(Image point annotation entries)
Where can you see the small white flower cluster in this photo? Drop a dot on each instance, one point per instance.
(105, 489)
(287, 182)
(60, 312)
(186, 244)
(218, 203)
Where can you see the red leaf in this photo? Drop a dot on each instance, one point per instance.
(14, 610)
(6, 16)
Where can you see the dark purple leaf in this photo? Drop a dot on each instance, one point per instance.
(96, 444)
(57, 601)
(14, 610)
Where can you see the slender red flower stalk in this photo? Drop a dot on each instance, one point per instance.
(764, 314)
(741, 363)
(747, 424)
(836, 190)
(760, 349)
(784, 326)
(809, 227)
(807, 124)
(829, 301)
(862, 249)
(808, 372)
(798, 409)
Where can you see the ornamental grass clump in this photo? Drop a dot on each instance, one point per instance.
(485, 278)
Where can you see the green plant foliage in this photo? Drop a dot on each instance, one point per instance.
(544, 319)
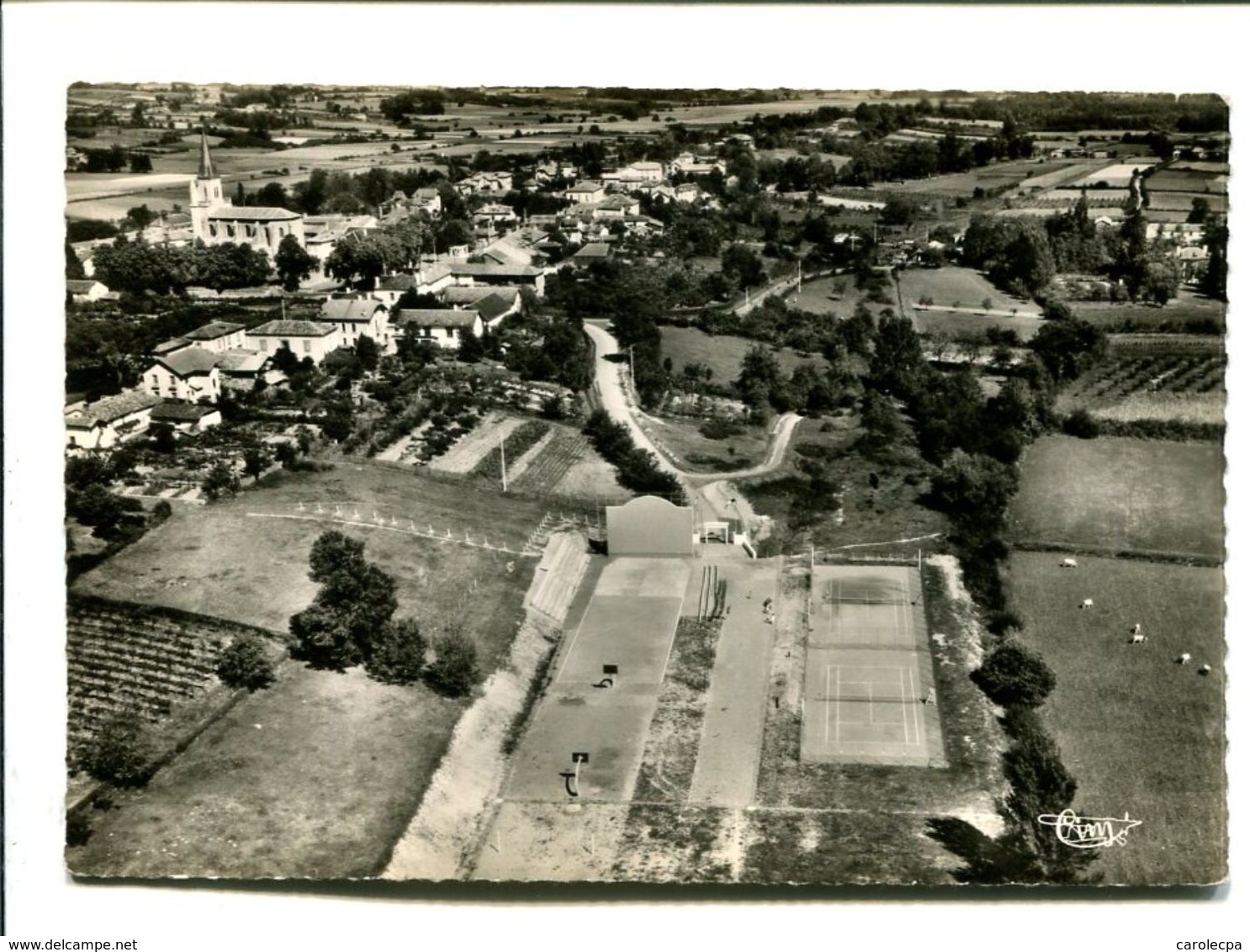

• **WHAT THE TASK ASKS**: Copy the entries above word for word, with every line intact and in the same order. Omit the pictures from your copy.

• **PROBLEM SOLUTION**:
Where can you see the small white flower cluster in this photo? Drop a dot on each instance, one point per instance.
(105, 489)
(287, 182)
(60, 312)
(186, 244)
(218, 203)
Where can you see the red leaf in this photo? Drop a dot on each instance, one point per instance.
(14, 610)
(6, 16)
Where can you see the dark purple leaf in this photo? Drop a dot on each instance, one point per instance.
(96, 444)
(57, 601)
(14, 610)
Where can you see the slender red flower stalk in this photo? Drop a dot on each instance, one point per instance.
(764, 314)
(741, 363)
(747, 424)
(836, 190)
(760, 349)
(784, 326)
(809, 227)
(807, 124)
(829, 301)
(862, 249)
(808, 372)
(798, 409)
Where can you see the ornamental grass clump in this photo? Drop a dot on each instance, one point per instance.
(485, 278)
Where can you see the green plant foliage in this photo? Drop a dot on each instance, one point per instance.
(544, 319)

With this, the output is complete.